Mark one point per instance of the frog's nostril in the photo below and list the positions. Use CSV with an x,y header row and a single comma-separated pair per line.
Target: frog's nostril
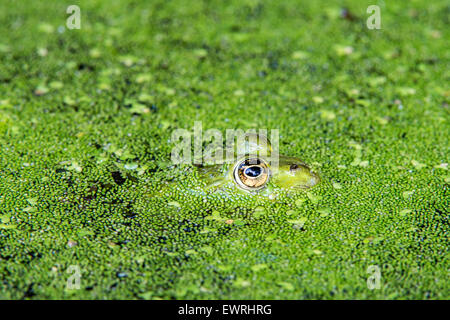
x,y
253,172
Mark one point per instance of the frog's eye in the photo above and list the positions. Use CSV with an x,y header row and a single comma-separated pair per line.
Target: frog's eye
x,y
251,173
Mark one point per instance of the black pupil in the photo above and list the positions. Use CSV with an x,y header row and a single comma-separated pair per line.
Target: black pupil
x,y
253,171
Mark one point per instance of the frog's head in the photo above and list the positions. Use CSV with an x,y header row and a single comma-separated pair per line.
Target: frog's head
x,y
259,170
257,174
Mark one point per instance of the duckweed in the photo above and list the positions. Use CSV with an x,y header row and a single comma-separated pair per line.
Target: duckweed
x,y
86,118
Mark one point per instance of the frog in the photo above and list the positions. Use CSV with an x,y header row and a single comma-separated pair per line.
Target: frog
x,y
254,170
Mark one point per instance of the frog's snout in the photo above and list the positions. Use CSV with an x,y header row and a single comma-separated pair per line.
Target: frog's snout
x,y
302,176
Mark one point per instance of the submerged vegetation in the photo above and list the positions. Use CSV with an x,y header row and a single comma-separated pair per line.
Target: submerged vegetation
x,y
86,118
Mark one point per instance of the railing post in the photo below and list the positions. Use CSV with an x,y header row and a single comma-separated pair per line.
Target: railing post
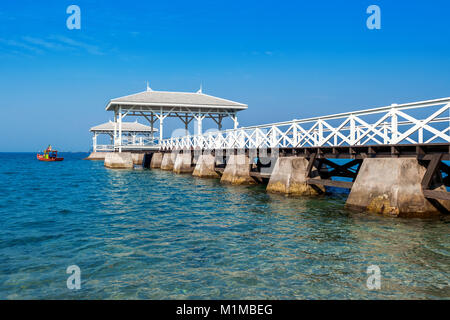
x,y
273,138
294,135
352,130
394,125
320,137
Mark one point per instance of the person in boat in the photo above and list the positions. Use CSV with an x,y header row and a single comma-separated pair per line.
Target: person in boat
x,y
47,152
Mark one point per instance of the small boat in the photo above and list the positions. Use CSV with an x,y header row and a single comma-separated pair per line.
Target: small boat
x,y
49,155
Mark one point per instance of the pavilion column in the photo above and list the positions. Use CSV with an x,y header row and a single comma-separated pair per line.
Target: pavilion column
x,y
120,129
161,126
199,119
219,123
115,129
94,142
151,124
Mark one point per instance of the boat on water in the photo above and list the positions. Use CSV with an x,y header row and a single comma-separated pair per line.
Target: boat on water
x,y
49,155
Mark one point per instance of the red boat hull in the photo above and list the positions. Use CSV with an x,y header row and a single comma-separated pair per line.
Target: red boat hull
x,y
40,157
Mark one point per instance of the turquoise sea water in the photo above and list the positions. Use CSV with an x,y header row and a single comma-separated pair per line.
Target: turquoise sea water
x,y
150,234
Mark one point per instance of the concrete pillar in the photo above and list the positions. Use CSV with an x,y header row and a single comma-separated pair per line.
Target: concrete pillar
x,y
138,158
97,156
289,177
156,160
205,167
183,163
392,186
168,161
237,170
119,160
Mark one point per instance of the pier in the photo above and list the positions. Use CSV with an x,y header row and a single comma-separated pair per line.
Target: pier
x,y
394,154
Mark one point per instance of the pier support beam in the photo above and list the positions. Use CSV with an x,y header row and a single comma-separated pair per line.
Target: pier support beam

::::::

### WHAT TO DO
Count the lines holding the word "beam" in this material. Reply with the number and nothing else.

### ANSWER BOX
2